● **原文**:
欧米諸国との不平等条約改正の予備交渉や、各国の文物視察・調査・親善交流などを目的として、1871年に岩倉使節団が出港しました。報告書『特命全権大使米欧回覧実記』に記録が残っていて、使節団は訪問先の欧米諸国でさまざまな西洋音楽を聴いたことがわかっています。

この『回覧実記』はさまざまな研究者から注目されているそうですが、残念ながら音楽史の研究者がもっている興味に応えてくれるような文献ではない、と、従来考えられていました。岩倉使節団らの見識不足によって、偏向的で情報の不十分な記録であるとされていたのです。しかし、その評価は芸術至上的な音楽学の視点から見たものではないか、と指摘します。

『回覧実記』には外交儀礼時の音楽の記録が最も多く、次いで学校の音楽や軍隊の音楽についても散見されます。たしかに断片的で、楽器などについて詳しく観察されておらず、芸術的観点から見るとおもしろくないでしょう。しかし、ここで問題にすべきなのは情報量や知識の多少ではなく、明治初期当時の人々(少なくとも明治政府中枢)にとっての「音楽」の捉え方自体についてです。

● **実施する作業**:
1. 原文の一部を一字一句そのまま書き写してください。範囲は「欧米諸国との不平等条約改正の」を含む語句から始め、「のではないか、と指摘します。」の後で終えてください。
2. 次の(a)〜(c)は原文の内容と合っていますか。それぞれ「はい」か「いいえ」で答え、判断の決め手となる原文の語句をそのまま引用してください。
(a) 岩倉使節団は1871年に出港した。
(b) 『回覧実記』で最も多く記録されているのは学校の音楽である。
(c) 『回覧実記』では楽器について詳しく観察されている。

● **記録データ**:
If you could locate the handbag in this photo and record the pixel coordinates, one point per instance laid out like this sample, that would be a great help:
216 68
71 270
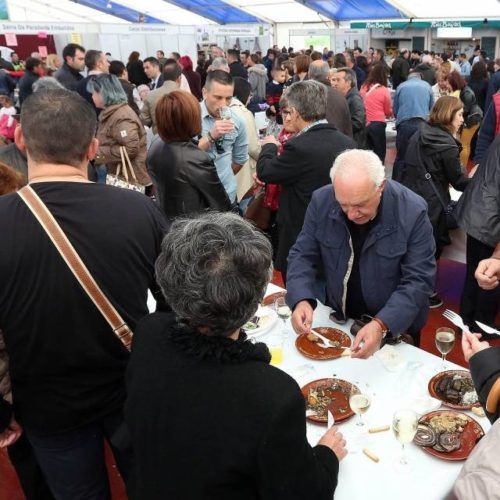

● **作業別の解答**:
1.
欧米諸国との不平等条約改正の予備交渉や、各国の文物視察・調査・親善交流などを目的として、1871年に岩倉使節団が出港しました。報告書『特命全権大使米欧回覧実記』に記録が残っていて、使節団は訪問先の欧米諸国でさまざまな西洋音楽を聴いたことがわかっています。

この『回覧実記』はさまざまな研究者から注目されているそうですが、残念ながら音楽史の研究者がもっている興味に応えてくれるような文献ではない、と、従来考えられていました。岩倉使節団らの見識不足によって、偏向的で情報の不十分な記録であるとされていたのです。しかし、その評価は芸術至上的な音楽学の視点から見たものではないか、と指摘します。

2.
(a) はい。「1871年に岩倉使節団が出港しました」
(b) いいえ。「『回覧実記』には外交儀礼時の音楽の記録が最も多く」
(c) いいえ。「楽器などについて詳しく観察されておらず」